▶ PROVIDED RECORDS:

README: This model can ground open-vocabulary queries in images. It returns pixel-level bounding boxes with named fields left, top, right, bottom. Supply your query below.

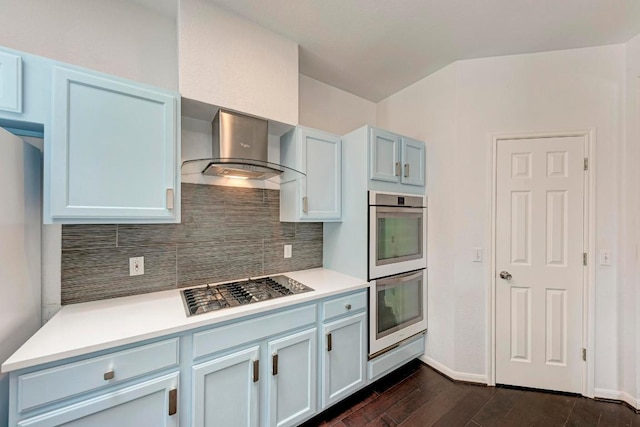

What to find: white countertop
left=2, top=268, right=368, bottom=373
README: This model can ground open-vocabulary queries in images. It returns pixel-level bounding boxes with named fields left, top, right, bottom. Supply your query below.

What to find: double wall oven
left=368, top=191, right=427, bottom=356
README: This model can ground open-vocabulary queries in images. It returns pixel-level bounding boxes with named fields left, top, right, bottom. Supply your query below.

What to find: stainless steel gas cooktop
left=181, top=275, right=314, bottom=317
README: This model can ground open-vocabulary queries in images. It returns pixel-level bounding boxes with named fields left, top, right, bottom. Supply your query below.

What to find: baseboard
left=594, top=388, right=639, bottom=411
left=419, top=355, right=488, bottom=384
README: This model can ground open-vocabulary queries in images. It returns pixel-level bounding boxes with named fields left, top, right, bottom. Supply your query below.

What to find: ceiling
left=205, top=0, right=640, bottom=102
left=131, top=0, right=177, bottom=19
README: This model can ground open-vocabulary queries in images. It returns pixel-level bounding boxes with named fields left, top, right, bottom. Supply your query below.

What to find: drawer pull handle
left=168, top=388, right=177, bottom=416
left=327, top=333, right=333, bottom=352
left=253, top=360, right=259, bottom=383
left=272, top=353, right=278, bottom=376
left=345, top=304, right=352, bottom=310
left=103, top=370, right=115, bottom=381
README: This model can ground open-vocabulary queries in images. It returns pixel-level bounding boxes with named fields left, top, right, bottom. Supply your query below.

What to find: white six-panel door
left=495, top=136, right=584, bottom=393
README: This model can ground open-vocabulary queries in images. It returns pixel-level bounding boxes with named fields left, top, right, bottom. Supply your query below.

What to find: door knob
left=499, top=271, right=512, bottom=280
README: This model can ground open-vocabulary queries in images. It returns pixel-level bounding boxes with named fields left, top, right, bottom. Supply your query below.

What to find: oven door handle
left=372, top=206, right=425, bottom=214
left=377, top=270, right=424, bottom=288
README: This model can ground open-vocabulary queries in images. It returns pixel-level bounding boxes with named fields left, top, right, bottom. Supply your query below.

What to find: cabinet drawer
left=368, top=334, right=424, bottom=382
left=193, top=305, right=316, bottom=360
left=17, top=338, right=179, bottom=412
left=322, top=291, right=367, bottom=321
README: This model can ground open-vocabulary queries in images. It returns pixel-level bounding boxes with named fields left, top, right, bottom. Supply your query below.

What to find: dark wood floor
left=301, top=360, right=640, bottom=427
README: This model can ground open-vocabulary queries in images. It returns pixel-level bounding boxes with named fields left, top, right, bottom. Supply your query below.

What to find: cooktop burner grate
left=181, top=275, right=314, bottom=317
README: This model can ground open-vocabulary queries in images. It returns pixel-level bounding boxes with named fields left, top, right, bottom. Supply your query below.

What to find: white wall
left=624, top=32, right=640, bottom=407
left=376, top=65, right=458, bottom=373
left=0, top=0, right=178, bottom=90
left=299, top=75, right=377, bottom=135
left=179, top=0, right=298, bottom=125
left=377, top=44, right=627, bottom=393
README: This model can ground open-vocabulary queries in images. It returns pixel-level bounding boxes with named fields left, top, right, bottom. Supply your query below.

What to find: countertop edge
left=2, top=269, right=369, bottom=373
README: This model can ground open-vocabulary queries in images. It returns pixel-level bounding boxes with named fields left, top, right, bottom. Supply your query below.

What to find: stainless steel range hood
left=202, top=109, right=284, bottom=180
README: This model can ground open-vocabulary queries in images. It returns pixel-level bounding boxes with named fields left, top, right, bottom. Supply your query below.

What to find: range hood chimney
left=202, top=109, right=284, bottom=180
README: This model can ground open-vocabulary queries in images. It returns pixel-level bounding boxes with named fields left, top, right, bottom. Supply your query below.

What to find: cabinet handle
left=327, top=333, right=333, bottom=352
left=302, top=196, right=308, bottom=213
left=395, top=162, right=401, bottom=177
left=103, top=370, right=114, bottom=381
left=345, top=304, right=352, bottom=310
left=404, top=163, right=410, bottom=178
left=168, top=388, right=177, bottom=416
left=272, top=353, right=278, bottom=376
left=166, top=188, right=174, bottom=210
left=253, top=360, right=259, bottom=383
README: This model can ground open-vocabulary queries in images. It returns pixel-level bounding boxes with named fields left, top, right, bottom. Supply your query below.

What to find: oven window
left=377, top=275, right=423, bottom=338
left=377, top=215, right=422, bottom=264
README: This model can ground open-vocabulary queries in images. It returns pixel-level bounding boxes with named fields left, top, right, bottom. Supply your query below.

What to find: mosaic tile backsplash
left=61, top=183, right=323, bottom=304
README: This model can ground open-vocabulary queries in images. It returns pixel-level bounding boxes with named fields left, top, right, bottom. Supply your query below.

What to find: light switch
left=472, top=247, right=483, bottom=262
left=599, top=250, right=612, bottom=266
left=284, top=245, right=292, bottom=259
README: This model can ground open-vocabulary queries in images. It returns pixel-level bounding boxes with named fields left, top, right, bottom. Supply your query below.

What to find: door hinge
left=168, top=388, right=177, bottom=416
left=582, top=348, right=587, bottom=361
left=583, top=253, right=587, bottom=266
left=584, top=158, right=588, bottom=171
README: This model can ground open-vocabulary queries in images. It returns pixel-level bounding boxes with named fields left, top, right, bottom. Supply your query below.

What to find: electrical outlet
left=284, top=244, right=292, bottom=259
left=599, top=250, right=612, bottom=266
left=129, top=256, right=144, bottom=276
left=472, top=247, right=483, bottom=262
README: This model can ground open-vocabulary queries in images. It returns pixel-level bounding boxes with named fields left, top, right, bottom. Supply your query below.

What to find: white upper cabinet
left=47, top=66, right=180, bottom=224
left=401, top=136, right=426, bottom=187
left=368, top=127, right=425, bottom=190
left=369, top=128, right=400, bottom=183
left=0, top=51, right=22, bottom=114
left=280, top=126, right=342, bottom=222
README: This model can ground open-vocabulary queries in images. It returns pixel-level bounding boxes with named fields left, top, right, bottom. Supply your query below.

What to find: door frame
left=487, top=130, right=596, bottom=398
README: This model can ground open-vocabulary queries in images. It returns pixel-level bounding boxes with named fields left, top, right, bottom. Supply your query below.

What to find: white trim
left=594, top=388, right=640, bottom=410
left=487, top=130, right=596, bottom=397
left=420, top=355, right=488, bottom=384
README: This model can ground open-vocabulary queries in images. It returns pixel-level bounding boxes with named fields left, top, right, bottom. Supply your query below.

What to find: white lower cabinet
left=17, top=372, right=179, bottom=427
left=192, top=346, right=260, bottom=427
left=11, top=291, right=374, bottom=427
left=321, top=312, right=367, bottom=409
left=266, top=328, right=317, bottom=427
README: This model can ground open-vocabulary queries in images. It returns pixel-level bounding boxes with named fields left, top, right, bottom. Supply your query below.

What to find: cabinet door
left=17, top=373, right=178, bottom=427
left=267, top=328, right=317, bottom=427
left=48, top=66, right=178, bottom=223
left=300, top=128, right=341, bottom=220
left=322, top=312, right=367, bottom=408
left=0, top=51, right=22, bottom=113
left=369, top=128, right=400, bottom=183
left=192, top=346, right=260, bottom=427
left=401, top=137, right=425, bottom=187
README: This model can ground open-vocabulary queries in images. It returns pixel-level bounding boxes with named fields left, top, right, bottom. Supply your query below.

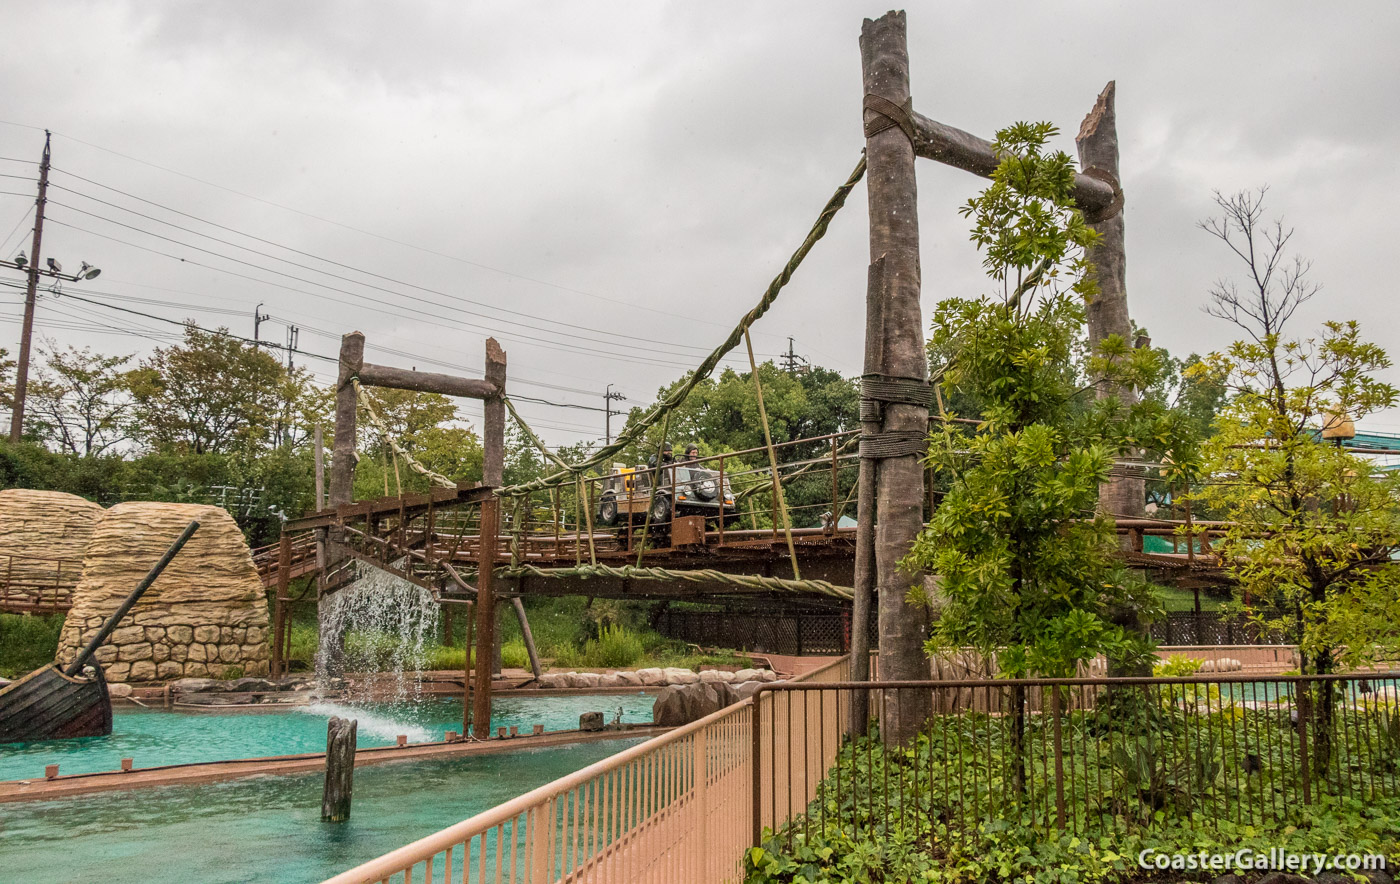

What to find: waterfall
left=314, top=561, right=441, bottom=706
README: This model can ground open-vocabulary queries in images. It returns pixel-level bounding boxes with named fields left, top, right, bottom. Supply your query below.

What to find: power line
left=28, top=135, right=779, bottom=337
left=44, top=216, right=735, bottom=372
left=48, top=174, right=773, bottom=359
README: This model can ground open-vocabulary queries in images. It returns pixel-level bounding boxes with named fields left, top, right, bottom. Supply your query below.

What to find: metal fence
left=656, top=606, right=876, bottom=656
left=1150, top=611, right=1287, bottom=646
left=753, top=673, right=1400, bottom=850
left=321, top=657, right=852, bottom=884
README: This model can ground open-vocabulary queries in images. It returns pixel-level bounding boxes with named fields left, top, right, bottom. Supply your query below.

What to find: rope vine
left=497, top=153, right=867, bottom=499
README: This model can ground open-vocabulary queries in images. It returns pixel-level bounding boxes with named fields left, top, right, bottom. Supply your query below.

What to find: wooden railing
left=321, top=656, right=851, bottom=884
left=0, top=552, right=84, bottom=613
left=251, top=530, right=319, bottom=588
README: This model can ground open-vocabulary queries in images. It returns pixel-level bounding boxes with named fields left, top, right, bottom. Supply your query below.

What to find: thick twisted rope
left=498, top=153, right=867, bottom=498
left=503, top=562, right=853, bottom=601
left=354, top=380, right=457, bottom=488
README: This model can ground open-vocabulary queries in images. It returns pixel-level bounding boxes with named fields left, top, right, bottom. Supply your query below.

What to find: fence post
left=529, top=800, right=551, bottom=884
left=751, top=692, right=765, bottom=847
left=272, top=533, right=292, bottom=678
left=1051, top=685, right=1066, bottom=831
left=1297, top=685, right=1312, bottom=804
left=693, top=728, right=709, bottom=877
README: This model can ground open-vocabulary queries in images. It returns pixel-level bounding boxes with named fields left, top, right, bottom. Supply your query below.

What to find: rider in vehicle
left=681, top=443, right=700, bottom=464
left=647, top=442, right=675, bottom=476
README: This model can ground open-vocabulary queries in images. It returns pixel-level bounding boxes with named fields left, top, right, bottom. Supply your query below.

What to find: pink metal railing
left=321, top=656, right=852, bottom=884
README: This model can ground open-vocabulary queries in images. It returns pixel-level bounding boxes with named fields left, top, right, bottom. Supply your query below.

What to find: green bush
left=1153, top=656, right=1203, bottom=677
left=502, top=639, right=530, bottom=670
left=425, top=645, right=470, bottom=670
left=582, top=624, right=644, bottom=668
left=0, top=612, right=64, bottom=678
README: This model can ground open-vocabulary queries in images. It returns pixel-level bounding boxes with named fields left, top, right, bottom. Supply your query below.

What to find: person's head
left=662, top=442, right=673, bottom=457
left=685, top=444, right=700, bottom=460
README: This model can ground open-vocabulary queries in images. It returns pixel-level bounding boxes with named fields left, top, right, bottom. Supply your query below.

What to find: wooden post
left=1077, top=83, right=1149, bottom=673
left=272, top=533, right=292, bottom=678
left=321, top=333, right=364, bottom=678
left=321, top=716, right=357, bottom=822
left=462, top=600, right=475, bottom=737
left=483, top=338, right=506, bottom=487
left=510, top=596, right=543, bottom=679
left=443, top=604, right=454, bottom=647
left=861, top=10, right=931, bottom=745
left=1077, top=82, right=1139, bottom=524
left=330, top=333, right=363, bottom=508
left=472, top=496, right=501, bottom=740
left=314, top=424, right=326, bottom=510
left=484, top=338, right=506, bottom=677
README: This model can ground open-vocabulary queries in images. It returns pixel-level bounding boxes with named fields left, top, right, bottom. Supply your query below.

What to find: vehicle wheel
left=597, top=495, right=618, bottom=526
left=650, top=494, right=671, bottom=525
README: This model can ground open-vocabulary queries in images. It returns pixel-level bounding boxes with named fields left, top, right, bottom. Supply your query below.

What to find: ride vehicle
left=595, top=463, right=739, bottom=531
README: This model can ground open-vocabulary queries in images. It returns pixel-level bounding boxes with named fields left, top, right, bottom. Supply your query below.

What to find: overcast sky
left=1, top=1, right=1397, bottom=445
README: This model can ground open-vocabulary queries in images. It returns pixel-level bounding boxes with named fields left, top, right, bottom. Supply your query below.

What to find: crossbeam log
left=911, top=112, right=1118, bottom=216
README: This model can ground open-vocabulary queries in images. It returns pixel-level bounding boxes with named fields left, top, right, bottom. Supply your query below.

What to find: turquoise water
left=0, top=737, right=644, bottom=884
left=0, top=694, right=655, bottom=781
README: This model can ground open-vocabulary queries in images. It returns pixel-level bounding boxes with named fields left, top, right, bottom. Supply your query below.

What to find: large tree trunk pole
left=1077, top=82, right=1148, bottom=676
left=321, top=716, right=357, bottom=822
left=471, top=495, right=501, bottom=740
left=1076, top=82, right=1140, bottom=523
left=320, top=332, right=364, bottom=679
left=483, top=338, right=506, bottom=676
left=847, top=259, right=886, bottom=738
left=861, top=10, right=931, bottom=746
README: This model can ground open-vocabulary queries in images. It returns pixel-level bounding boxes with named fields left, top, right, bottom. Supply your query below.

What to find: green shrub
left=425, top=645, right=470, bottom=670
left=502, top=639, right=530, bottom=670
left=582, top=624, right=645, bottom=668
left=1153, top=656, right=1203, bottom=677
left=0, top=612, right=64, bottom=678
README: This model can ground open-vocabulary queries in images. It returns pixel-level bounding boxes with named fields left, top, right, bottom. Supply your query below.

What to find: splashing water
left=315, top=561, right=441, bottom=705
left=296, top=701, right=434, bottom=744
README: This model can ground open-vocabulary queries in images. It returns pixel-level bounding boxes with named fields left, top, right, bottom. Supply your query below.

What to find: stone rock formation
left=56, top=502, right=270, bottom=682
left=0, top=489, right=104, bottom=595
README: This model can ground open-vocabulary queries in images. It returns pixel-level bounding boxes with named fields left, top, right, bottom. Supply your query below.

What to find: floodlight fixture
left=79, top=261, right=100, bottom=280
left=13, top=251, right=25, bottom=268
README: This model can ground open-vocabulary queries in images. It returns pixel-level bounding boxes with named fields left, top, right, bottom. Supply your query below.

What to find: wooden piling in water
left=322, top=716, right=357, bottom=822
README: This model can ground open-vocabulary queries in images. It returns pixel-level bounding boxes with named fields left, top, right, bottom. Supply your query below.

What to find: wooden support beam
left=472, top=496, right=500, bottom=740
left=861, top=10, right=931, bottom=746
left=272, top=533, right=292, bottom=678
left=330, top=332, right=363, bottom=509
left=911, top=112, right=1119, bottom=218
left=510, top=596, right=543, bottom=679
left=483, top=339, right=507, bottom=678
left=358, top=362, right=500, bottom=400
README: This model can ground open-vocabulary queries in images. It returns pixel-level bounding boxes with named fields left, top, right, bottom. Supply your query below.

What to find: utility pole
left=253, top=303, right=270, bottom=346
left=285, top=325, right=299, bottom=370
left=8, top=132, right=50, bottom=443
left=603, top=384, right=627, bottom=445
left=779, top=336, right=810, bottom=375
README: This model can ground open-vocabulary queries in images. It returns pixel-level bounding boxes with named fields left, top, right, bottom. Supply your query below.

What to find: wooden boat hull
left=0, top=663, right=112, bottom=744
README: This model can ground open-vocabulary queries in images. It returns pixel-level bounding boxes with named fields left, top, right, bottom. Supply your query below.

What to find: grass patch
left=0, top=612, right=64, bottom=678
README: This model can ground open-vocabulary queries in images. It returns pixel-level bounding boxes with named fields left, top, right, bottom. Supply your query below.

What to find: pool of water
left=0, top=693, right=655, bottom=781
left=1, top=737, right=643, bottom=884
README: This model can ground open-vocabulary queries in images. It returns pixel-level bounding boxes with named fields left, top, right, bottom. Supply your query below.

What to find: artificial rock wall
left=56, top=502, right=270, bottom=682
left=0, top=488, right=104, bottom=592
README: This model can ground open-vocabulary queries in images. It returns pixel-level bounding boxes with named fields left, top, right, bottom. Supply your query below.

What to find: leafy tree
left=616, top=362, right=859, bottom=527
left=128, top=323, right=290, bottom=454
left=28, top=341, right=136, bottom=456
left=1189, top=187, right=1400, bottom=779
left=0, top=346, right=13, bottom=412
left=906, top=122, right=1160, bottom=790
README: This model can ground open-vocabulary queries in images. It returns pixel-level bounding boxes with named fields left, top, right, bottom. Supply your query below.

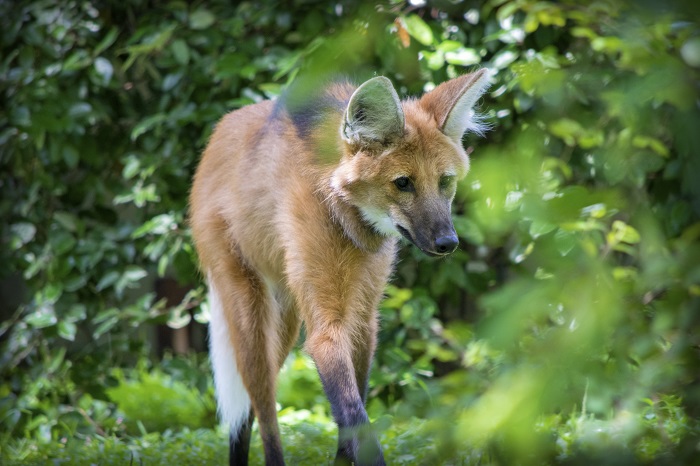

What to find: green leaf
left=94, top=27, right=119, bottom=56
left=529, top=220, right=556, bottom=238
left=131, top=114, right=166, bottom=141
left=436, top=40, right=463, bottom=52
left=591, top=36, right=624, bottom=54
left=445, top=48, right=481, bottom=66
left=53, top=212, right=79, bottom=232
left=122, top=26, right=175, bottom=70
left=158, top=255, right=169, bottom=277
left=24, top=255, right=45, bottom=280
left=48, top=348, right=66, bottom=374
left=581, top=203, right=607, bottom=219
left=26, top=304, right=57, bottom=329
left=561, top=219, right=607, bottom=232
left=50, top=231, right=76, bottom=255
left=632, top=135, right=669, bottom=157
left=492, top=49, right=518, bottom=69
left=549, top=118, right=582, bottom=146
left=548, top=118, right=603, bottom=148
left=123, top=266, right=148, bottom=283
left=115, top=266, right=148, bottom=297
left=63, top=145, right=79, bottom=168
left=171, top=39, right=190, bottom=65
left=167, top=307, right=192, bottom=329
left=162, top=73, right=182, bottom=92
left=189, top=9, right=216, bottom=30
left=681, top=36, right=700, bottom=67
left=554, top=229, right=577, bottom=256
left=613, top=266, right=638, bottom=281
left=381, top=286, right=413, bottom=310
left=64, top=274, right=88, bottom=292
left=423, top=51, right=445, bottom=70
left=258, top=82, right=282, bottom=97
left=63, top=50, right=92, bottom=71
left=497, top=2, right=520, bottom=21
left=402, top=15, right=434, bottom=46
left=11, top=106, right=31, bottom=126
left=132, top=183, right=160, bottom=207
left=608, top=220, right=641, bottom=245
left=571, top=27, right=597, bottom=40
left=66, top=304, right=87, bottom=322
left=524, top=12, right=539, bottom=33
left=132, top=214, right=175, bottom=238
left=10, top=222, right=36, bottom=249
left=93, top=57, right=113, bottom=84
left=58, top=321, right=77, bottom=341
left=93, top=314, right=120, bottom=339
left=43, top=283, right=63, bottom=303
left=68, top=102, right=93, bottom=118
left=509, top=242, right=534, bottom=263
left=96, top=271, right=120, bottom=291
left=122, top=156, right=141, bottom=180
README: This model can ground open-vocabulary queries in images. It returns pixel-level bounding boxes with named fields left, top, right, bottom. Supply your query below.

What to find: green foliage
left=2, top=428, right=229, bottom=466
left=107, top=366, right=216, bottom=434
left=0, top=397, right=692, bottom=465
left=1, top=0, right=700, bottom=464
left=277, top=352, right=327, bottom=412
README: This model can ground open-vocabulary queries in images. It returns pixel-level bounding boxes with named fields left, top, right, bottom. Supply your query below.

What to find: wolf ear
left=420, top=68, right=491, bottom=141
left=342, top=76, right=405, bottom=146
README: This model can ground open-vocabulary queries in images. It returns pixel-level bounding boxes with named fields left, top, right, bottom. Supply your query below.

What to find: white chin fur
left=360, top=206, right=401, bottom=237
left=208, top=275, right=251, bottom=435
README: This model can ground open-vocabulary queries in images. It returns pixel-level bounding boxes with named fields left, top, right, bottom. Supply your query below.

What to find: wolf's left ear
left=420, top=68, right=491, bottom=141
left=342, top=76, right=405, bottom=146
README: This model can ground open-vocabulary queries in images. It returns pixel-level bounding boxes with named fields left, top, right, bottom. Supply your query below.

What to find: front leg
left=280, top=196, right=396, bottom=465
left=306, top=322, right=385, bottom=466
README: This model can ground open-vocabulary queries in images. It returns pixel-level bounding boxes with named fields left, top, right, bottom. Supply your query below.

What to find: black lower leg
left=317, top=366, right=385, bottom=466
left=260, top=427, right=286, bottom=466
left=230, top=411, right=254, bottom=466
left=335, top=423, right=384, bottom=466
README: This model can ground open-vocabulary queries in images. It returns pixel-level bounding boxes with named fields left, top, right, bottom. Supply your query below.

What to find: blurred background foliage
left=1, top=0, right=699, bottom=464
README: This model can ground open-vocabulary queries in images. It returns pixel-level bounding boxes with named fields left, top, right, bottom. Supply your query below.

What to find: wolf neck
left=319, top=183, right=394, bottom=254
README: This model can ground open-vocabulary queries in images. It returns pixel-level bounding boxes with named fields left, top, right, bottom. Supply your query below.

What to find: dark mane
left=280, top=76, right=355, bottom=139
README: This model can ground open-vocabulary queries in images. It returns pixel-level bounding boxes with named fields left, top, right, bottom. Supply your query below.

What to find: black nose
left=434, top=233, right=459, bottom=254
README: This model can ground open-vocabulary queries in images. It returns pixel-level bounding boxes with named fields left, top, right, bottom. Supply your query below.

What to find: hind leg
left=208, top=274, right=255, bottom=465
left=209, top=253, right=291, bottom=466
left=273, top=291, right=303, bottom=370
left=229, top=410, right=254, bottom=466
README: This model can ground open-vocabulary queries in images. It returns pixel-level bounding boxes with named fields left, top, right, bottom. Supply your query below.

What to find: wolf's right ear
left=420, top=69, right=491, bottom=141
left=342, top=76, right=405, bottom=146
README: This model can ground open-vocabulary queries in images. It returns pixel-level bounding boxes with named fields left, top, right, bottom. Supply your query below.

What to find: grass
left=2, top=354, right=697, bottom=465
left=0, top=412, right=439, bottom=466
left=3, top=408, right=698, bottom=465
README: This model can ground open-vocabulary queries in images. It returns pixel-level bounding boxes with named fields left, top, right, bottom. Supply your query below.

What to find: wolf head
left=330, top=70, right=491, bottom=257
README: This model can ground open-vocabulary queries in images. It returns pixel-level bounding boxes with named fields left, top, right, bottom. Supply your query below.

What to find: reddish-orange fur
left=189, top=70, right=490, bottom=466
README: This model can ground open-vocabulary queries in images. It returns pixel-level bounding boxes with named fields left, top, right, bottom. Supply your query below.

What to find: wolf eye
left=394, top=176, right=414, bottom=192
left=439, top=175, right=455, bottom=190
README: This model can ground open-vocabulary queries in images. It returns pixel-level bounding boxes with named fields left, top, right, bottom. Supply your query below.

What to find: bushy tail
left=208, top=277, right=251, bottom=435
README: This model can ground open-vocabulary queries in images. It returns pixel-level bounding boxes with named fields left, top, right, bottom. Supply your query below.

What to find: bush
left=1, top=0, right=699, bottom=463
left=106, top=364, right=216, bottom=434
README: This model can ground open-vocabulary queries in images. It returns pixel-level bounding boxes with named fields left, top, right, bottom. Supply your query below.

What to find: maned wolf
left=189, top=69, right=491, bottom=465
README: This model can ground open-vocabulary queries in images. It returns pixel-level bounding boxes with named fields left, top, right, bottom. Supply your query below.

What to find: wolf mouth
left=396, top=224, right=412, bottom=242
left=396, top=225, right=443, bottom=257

▶ INSTRUCTIONS FOR THE TASK: Print only these lines, exactly: the one containing "What to find: bushy tail" and all after it to the end of the entries.

▶ ANSWER FOR THIS EXERCISE:
What to find: bushy tail
left=208, top=277, right=251, bottom=435
README: This model can ground open-vocabulary queries in images. It returns pixel-level bounding boxes with named fields left, top, right, bottom. Supply your query below.

What to find: bush
left=1, top=0, right=699, bottom=463
left=106, top=364, right=216, bottom=434
README: This model can ground open-vocabulary queries in images. It returns pixel-level bounding boxes with named fields left, top, right, bottom. Supply your query below.

What to find: maned wolf
left=189, top=69, right=491, bottom=465
README: This model can ground open-vocabulary queries in images. It returns pixel-level bounding boxes with named fields left, top, right, bottom. Supply your query below.

What to find: wolf mouth
left=396, top=224, right=412, bottom=242
left=396, top=225, right=443, bottom=257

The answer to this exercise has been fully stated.